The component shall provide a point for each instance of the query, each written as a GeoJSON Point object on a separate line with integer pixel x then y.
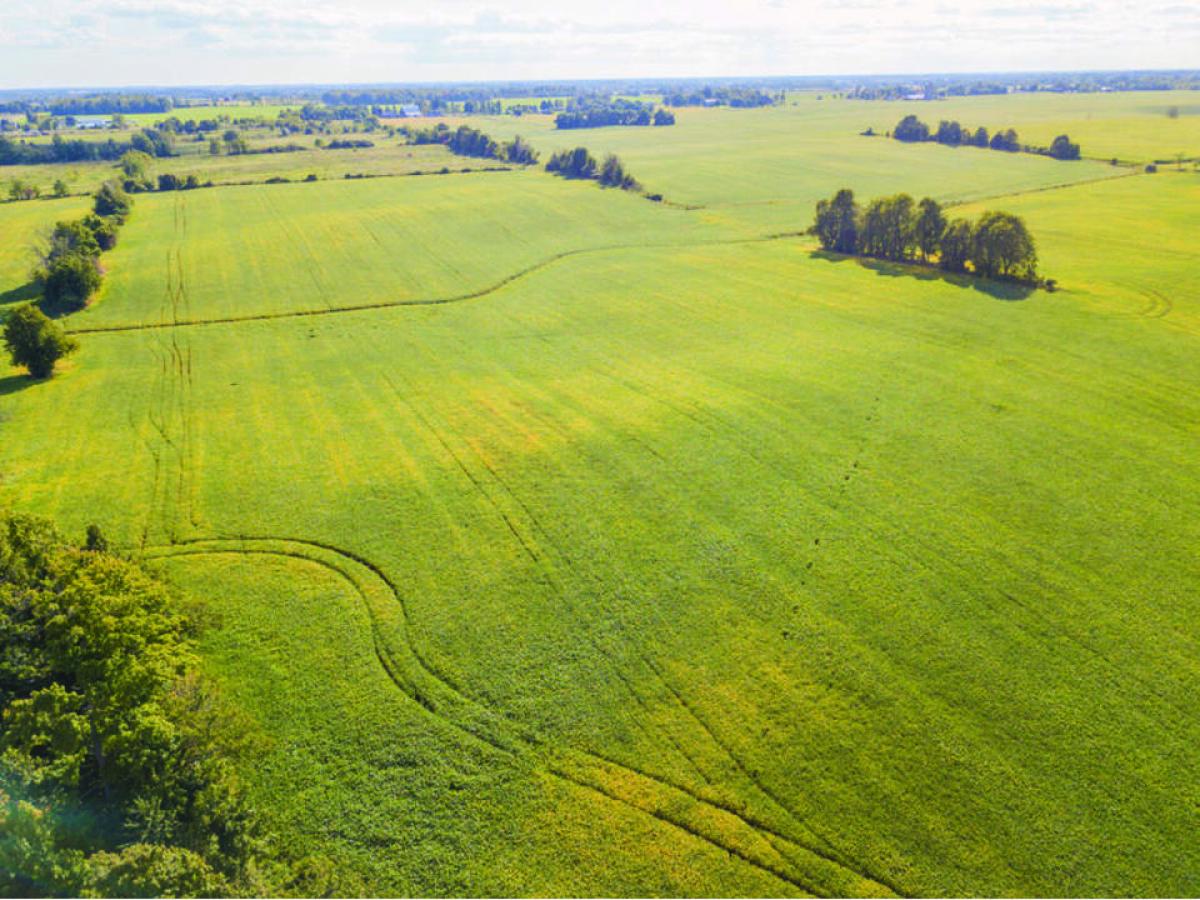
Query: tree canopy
{"type": "Point", "coordinates": [999, 246]}
{"type": "Point", "coordinates": [118, 771]}
{"type": "Point", "coordinates": [35, 341]}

_ _ _ _ _ _ _

__What to do__:
Write the lines above out again exactly, without any of their pictures.

__Problem solution__:
The component shall provide a point for each instance of the query, each written as a GeoJSON Point object on a separate line with integer pixel x then y.
Query: tree canopy
{"type": "Point", "coordinates": [999, 246]}
{"type": "Point", "coordinates": [118, 771]}
{"type": "Point", "coordinates": [35, 341]}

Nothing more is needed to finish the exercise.